◆ Aufgabenstellung
Schreibe den Abschnitt im Text zum Bios-Passwort neu, beginnend mit „ob das bei neueren“ und weiter bis einschließlich „ein bios-update gesehen.“, und setze dabei „bios-upgrade“ an die Stelle von „bios-update“.

◆ Lesetext
# Bios-Passwort



## Iwein (7. Juli 2002)

Ich weis zwar nicht, ob das hier das richtige Forum dafür ist, aber kann mir jemand sagen, wie man sein Bios-Passwort rausfinden, oder wegmachen kann? 
Ich habs nämlich geschafft, meins zu vergessen.

Thx


----------



## Dario Linsky (7. Juli 2002)

1. computer ausmachen
2. gehäuse aufschrauben
3. cmos-batterie rausnehmen
4. cmos-batterie wieder reintun
5. gehäuse zuschrauben (optional)
6. rechner anschalten

ob das bei neueren bios-versionen immer noch geht, weiss ich allerdings nicht. ich hab immer noch mein sockel-7-board und das hat noch nie ein bios-update gesehen.

◆ Extrahierte Zeilen
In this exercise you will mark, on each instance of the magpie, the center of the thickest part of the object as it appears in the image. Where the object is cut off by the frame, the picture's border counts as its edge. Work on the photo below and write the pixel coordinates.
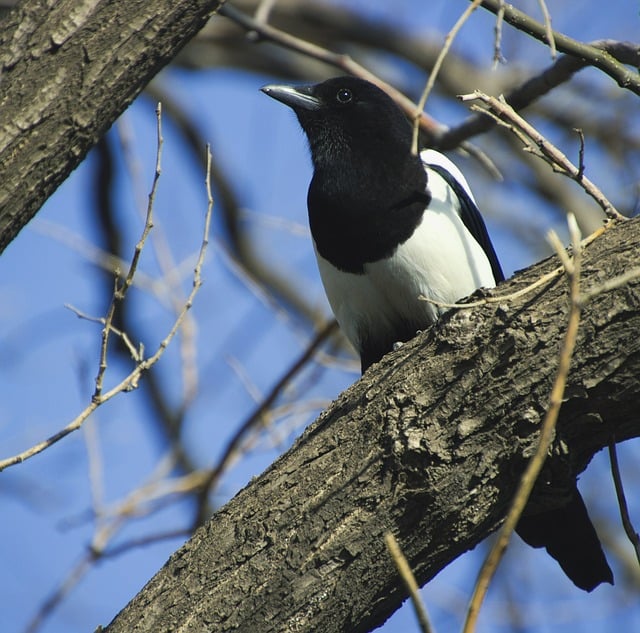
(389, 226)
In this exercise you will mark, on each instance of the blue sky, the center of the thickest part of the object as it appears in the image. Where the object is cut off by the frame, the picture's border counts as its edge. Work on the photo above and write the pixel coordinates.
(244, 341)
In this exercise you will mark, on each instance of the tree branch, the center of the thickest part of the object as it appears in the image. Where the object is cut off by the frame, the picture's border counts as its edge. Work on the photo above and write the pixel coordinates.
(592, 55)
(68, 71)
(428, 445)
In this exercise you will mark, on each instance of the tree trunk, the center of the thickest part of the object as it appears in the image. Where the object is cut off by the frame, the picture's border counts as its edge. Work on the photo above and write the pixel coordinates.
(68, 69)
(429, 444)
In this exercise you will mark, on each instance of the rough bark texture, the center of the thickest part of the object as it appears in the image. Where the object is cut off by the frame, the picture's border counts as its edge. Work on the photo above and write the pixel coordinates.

◆ Lösung
ob das bei neueren bios-versionen immer noch geht, weiss ich allerdings nicht. ich hab immer noch mein sockel-7-board und das hat noch nie ein bios-upgrade gesehen.